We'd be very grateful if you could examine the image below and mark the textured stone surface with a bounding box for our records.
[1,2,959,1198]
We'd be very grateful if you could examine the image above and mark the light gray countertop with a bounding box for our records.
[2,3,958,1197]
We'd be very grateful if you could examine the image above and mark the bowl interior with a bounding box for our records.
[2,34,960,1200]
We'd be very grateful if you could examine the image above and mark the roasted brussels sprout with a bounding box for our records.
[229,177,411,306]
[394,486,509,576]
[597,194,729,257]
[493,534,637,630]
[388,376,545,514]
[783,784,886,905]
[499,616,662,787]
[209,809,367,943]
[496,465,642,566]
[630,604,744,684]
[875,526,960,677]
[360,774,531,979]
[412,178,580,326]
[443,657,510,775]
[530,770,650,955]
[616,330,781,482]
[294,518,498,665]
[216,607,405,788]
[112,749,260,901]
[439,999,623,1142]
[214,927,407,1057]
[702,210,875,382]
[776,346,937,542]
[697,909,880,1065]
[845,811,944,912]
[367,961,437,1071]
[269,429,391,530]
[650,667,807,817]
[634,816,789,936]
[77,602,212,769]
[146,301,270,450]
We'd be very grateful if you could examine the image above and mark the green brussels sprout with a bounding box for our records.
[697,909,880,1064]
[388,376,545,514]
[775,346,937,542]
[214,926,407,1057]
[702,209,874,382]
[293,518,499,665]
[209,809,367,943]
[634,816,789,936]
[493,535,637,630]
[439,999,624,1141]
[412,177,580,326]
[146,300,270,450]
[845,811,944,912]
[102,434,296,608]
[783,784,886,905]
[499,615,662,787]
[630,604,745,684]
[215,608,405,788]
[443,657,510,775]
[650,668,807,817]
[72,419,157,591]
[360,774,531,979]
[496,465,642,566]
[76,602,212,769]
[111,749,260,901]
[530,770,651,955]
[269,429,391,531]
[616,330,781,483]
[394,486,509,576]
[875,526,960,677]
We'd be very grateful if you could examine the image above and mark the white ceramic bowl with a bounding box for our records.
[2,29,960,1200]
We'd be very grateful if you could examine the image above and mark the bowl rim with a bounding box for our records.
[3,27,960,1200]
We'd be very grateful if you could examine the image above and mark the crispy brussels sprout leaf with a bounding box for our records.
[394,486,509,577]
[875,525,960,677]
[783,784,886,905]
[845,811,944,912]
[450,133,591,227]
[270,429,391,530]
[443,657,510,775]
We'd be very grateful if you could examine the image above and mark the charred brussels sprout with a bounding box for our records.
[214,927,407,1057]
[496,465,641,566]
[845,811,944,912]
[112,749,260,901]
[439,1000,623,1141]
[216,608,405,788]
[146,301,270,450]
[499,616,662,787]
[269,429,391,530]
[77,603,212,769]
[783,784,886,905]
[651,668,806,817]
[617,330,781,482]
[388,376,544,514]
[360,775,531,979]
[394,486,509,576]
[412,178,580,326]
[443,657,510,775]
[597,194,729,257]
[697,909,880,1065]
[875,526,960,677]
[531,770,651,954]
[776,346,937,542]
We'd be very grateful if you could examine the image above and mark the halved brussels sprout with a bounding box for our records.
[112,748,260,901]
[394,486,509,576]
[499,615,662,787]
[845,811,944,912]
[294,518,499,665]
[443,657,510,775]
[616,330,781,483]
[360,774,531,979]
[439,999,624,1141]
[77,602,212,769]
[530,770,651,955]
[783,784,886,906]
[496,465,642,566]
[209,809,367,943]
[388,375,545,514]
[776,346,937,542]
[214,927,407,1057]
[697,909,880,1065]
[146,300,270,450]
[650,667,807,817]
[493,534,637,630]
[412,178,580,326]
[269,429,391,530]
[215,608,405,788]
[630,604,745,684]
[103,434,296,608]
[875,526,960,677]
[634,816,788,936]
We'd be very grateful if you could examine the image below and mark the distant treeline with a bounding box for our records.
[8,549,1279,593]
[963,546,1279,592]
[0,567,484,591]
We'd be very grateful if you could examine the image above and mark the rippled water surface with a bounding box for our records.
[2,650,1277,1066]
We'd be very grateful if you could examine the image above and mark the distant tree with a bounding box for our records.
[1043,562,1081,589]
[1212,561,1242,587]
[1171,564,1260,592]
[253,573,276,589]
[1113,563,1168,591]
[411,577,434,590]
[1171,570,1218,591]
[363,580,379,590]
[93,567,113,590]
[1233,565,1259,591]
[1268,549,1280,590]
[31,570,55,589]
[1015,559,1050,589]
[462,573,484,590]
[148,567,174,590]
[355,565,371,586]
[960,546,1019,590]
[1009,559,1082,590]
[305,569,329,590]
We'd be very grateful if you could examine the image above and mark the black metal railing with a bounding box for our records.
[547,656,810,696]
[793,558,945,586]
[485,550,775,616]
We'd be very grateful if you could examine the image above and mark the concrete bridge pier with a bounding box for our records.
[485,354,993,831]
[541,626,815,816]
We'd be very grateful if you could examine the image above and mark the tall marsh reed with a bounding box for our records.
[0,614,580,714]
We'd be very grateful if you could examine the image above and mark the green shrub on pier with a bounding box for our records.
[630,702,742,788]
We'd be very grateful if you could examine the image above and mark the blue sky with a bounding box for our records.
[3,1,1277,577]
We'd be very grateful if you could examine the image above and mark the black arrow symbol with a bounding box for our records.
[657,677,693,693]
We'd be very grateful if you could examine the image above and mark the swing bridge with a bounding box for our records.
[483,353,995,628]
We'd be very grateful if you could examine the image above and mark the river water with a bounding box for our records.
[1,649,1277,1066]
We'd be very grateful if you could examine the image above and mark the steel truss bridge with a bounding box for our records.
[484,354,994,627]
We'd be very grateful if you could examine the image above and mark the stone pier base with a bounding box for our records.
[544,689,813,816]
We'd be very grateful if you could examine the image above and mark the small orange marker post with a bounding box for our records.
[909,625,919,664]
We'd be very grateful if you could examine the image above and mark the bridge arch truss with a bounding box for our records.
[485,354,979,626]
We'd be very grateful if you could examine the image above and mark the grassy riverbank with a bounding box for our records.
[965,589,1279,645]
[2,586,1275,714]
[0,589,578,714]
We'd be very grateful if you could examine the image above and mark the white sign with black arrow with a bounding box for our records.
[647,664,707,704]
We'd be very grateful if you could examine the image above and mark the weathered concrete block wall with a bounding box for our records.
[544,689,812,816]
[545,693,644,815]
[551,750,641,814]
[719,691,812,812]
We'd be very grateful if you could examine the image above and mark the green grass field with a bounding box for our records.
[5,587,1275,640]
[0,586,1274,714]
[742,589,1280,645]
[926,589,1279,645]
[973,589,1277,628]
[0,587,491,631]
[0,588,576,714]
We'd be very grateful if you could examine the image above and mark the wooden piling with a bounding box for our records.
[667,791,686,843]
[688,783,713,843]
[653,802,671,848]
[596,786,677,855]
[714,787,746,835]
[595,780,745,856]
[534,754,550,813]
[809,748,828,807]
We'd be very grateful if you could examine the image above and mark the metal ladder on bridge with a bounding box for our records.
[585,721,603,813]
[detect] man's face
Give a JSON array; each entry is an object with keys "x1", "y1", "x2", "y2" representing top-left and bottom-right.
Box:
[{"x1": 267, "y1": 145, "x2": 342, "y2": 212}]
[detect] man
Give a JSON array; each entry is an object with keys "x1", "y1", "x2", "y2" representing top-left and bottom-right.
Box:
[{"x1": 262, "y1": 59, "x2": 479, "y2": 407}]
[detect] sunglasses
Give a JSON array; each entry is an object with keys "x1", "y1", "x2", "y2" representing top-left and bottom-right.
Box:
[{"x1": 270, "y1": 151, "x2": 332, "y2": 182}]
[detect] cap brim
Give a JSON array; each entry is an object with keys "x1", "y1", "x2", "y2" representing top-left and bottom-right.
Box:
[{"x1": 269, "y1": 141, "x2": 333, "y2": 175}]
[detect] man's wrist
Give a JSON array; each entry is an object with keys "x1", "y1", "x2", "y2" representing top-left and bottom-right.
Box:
§
# EXERCISE BRIEF
Copy out the records once more, exactly as they are written.

# ANSWER SPACE
We'd be very grateful if you could examine the image below and mark the textured stone surface with a bounding box for our records.
[1,2,959,1198]
We'd be very grateful if you could examine the image above and mark the light gray countertop with a bounding box for our records.
[2,3,958,1197]
We'd be very grateful if you could examine the image above and mark the bowl interior with a bounding box for our records.
[2,34,960,1200]
We'd be very grateful if you could examine the image above and mark the roasted brussels sprout with a bounding box for our records.
[229,177,411,306]
[394,486,509,576]
[597,194,729,257]
[493,534,637,630]
[388,376,545,514]
[783,784,886,905]
[499,616,662,787]
[209,809,367,943]
[496,465,642,566]
[630,604,744,684]
[875,526,960,677]
[360,774,531,979]
[412,178,580,326]
[443,657,510,775]
[530,770,650,955]
[616,330,781,482]
[294,518,498,665]
[216,607,405,788]
[112,749,260,901]
[439,999,623,1142]
[214,927,407,1057]
[702,210,875,382]
[776,346,937,542]
[697,909,880,1065]
[845,811,944,912]
[367,961,437,1071]
[269,429,391,530]
[650,667,807,817]
[634,816,789,936]
[77,602,212,769]
[146,301,270,450]
We'd be very grateful if you could examine the image above and mark the green brussels sprout with a bounding box for our records.
[697,909,880,1064]
[388,376,545,514]
[775,346,937,542]
[214,926,407,1057]
[702,209,874,382]
[293,518,499,665]
[209,809,367,943]
[634,816,789,936]
[493,535,637,630]
[439,999,624,1141]
[412,177,580,326]
[146,300,270,450]
[845,811,944,912]
[102,434,296,608]
[783,784,886,905]
[499,615,662,787]
[630,604,745,684]
[215,608,405,788]
[443,657,510,775]
[650,668,807,817]
[72,419,157,591]
[360,774,531,979]
[496,465,642,566]
[76,602,212,769]
[111,749,260,901]
[530,770,651,955]
[269,429,391,531]
[616,330,781,483]
[394,486,509,576]
[875,526,960,677]
We'd be very grateful if you could examine the image above and mark the white ceramic bowl with a bounding box for our records.
[2,29,960,1200]
We'd be very grateful if you could examine the image above and mark the bowl rim with a bounding box for our records.
[3,27,960,1200]
We'd be very grateful if you could examine the image above and mark the crispy brussels sprout leaf with a bounding box for our records.
[394,486,509,577]
[875,525,960,677]
[783,784,886,905]
[845,811,944,912]
[450,133,591,227]
[270,429,391,530]
[443,657,510,775]
We'd be very grateful if you could examine the image above and mark the charred brussels sprout with a bounding box for our records.
[214,927,407,1057]
[496,465,641,566]
[845,811,944,912]
[112,749,260,901]
[439,1000,623,1141]
[216,608,405,788]
[146,301,270,450]
[499,616,662,787]
[269,429,391,530]
[77,603,212,769]
[783,784,886,905]
[651,668,806,817]
[617,330,781,482]
[388,376,544,514]
[360,775,531,979]
[394,486,509,576]
[412,178,580,326]
[443,657,510,775]
[597,194,729,257]
[697,909,880,1065]
[875,526,960,677]
[531,770,651,954]
[776,346,937,542]
We'd be very grateful if you could examine the image above and mark the halved brussels sprout with a bounding box for our records.
[112,748,260,901]
[394,486,509,576]
[499,615,662,787]
[845,811,944,912]
[294,518,499,665]
[443,657,510,775]
[616,330,781,483]
[360,774,531,979]
[439,999,624,1141]
[77,602,212,769]
[530,770,651,955]
[783,784,886,906]
[496,465,642,566]
[209,809,367,943]
[388,375,545,514]
[776,346,937,542]
[214,927,407,1057]
[697,909,880,1065]
[146,300,270,450]
[650,667,807,817]
[493,534,637,630]
[412,178,580,326]
[269,429,391,530]
[215,608,405,788]
[630,604,745,684]
[103,434,296,608]
[875,526,960,677]
[634,816,788,936]
We'd be very grateful if you could examine the image below and mark the distant treeline with a bounding box for our records.
[8,549,1279,593]
[963,546,1279,592]
[0,567,484,591]
We'd be very grateful if you could examine the image above and mark the rippled water surface with a bounding box for our records.
[2,650,1277,1066]
We'd be very grateful if you could examine the image above and mark the distant tree with a bounding box for our records.
[1043,562,1081,589]
[1212,561,1242,587]
[1171,564,1260,592]
[253,573,276,589]
[1113,563,1168,591]
[411,577,434,590]
[1171,570,1218,591]
[363,580,379,590]
[93,567,113,590]
[1233,565,1259,591]
[1268,549,1280,590]
[31,570,55,589]
[1015,559,1050,589]
[462,573,484,590]
[148,567,174,590]
[355,565,371,586]
[960,546,1019,590]
[1009,559,1082,590]
[305,569,329,590]
We'd be very grateful if you could examine the image above and mark the black metal railing with a bounding box for our records.
[547,656,810,696]
[793,558,945,586]
[485,550,775,616]
We'd be very grateful if you could examine the image above and mark the concrete bridge pier with a bounding box for our records.
[485,354,993,831]
[541,626,815,816]
We'd be very grateful if you could examine the image above and mark the tall marsh reed with a bounding box for our records.
[0,614,580,714]
We'd be very grateful if you could examine the image above and mark the green shrub on pier with a bounding box for our records.
[630,702,742,788]
We'd be very grateful if you could examine the image above and mark the blue sky with a bounding box for our records.
[3,1,1277,577]
We'd be very grateful if you could examine the image above and mark the black arrow symbol with a bounding box for our records.
[657,677,693,693]
We'd be very grateful if you could examine the image above and mark the swing bridge with a bounding box for our records.
[483,353,995,628]
We'd be very grateful if you could examine the image above and mark the river water with a bounding box for our records.
[1,649,1277,1066]
We'd be very grateful if you could examine the image above and mark the steel truss bridge with a bounding box for our records.
[484,354,994,627]
We'd be very grateful if you could examine the image above and mark the stone pier base with a bounding box for our records.
[544,689,813,816]
We'd be very grateful if you could examine the image above and mark the small orange marker post with a bounding box for our records.
[909,625,919,664]
We'd be very grateful if you could examine the image above and mark the bridge arch truss with a bounding box for our records.
[485,354,979,626]
We'd be very grateful if you could examine the image above and mark the grassy riverbank with a bounding box for our records.
[965,589,1279,645]
[2,586,1275,714]
[0,589,578,714]
We'd be very grateful if you could examine the image above and mark the white sign with black arrow with a bounding box for our records.
[647,664,707,704]
We'd be very grateful if you could examine the image above and mark the weathered concrete block wall with a bounding box for our records.
[544,689,812,816]
[545,693,644,815]
[551,750,641,814]
[719,691,812,812]
We'd be very grateful if you could examine the image above and mark the green grass field with a bounding box for our records.
[5,587,1275,640]
[0,586,1274,714]
[742,589,1280,645]
[926,589,1279,645]
[973,589,1277,628]
[0,587,491,631]
[0,588,576,714]
We'd be very grateful if you could examine the image above and mark the wooden piling with a bounding box for our records.
[667,791,686,843]
[688,783,713,843]
[653,802,671,848]
[596,786,677,855]
[714,787,746,835]
[595,780,745,856]
[534,754,550,813]
[809,748,828,807]
We'd be very grateful if you could examine the image above and mark the metal ladder on bridge with a bounding box for our records.
[585,721,603,813]
[detect] man's face
Give a JSON array; each entry is an object with keys "x1", "y1", "x2", "y2" representing top-left and bottom-right.
Box:
[{"x1": 267, "y1": 145, "x2": 342, "y2": 212}]
[detect] man
Give a JSON array; each entry is an object with keys "x1", "y1", "x2", "y2" representing top-left and bottom-right.
Box:
[{"x1": 262, "y1": 59, "x2": 479, "y2": 407}]
[detect] sunglasses
Give a JSON array; each entry is an object with keys "x1", "y1", "x2", "y2" representing top-left and bottom-right.
Box:
[{"x1": 270, "y1": 151, "x2": 332, "y2": 182}]
[detect] cap brim
Give a JSON array; each entry is an object with keys "x1", "y1", "x2", "y2" representing top-left and bottom-right.
Box:
[{"x1": 269, "y1": 141, "x2": 333, "y2": 175}]
[detect] man's wrist
Give a JSON array; each entry is an object with keys "x1", "y1", "x2", "y2" representing top-left and bottom-right.
Box:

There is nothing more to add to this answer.